■ **Required work**: Copy exactly the lines of the records below, and only those lines, beginning with the line that contains "the white shed." and ending with the line that contains "the gable roof.".

■ **Dataset entries**:
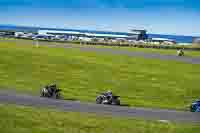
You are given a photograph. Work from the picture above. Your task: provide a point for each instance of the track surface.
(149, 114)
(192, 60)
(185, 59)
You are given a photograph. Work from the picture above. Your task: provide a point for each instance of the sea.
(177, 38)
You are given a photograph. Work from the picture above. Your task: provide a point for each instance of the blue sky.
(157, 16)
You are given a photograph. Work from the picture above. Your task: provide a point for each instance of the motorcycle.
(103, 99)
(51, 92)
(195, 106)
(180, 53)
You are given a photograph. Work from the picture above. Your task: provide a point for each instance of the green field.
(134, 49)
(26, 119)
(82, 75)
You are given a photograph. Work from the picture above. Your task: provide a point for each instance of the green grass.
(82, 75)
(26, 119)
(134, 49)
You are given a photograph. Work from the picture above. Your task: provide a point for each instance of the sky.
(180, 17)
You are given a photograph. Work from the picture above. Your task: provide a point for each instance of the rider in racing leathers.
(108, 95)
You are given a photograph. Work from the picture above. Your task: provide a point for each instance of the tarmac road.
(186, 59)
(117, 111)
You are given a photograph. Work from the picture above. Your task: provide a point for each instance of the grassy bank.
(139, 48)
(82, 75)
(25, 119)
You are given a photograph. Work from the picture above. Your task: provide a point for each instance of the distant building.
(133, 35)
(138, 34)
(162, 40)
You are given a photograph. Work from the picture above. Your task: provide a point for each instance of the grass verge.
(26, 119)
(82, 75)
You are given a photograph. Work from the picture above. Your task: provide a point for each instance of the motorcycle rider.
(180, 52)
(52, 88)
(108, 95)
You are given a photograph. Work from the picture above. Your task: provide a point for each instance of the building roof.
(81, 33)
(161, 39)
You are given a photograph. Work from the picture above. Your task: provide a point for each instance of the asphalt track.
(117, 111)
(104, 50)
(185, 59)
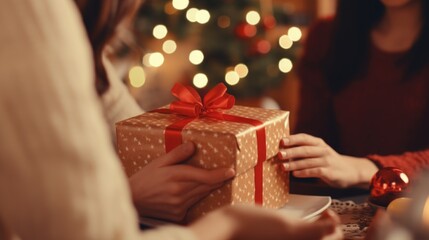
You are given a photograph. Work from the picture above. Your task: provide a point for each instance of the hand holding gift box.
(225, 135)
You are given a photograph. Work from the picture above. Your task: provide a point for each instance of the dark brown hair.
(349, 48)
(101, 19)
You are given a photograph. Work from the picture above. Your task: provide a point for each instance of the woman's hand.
---
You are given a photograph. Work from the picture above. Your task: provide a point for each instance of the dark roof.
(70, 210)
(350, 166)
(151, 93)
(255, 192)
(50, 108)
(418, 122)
--
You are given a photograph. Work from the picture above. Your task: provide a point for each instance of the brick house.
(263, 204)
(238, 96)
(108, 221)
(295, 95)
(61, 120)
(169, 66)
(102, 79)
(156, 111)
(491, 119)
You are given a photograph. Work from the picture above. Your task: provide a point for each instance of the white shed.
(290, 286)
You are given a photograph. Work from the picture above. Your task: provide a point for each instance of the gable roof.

■ **Written solution**:
You are given a photograph. Work from the picture above. Your task: provide a point for each instance of the white shed.
(290, 286)
You are given a photograph. Work from the picture above. Your task: provide a point for each instance of the gable roof.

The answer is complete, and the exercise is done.